#### SELECTED TEXT
───

Retrieval practice is a must.  We're going to need to do it whether kids did their CYUs or not​.  The kids who did, we would expect, will have a 15-20% head start, but that's it.

In truth, if memory is what we seek (and it should be), retrieval practice is far more effective for getting there than CYUs or traditional practice sets.

​When it comes to affecting long-term memory, retrieval practice > check your understanding questions.
​

TLDR - So what's the Plan?

In summary, even though the lack of CYU completion still frustrates me, I've built a system where the kids still do really well.  It goes like this.
  1. I give CYU's each day - with answer key - as prescribed.

Frankly, that's it when it comes to CYUs. 

That said, there are a few more details and some downstream thinking that go into that system, too:
  1. When time allows, CYUs are started in class.
  2. One of my CYU's has a "guardian signature" line underneath it, and the expectation for kids and guardians is that they have a 2-5 minute discussion at home each evening where the student shows the guardian what they learned at school today and how to do it.
  3. If the student wants to do more CYUs, great.  If the guardian wants to make the student do the rest of the CYUs, great.  If neither party has that motivation, not great, but not fatal and not within my control.

───

#### PROVIDED RECORDS

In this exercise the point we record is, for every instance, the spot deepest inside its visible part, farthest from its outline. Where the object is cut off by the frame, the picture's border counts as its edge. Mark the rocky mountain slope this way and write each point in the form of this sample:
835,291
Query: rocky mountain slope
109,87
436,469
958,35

───

#### PROBLEMS
1. Answer from the text on CYUs and retrieval practice:
(a) How large a head start does the text expect for kids who did their CYUs?
(b) What is given along with the CYUs each day?
(c) How long should the evening discussion at home last?
2. Write the next few lines of the text on CYUs and retrieval practice, picking up after its last numbered point.
The listing is separate material, apart from the text on CYUs and retrieval practice.

#### RESPONSES BY TASK
1.
(a) 15-20%
(b) An answer key
(c) 2-5 minutes

2.
  4. I don't check the CYUs or the signature the next day.
  5. I do plan retrieval practice the next day, and on subsequent days according to the forgetting curve.
  6. CYUs double as an end-of-unit study guide.
  7. In the event that a student is doing poorly and a parent wants to blame me for that, we have a "let's open your student's binder and see how the check-your-understanding questions and expected at-home nightly discussion is going" conference.  The CYUs are my CYA.

Winston Churchill often quoted as having said "democracy is the worst form of government, except for all of the other ones."  An easy way to summarize Liljedah's chapter on check-your-understanding questions, I think, is unchecked CYUs are the worst system for homework and practice, except for all the other ones.

The kids aren't doing the check your understanding questions!


I know they're not.

And I'm not stressing about it.

Because they're learning at high levels anyways.

In the end, I've just accepted it and reallocated my time, effort, and frustration to the other practices.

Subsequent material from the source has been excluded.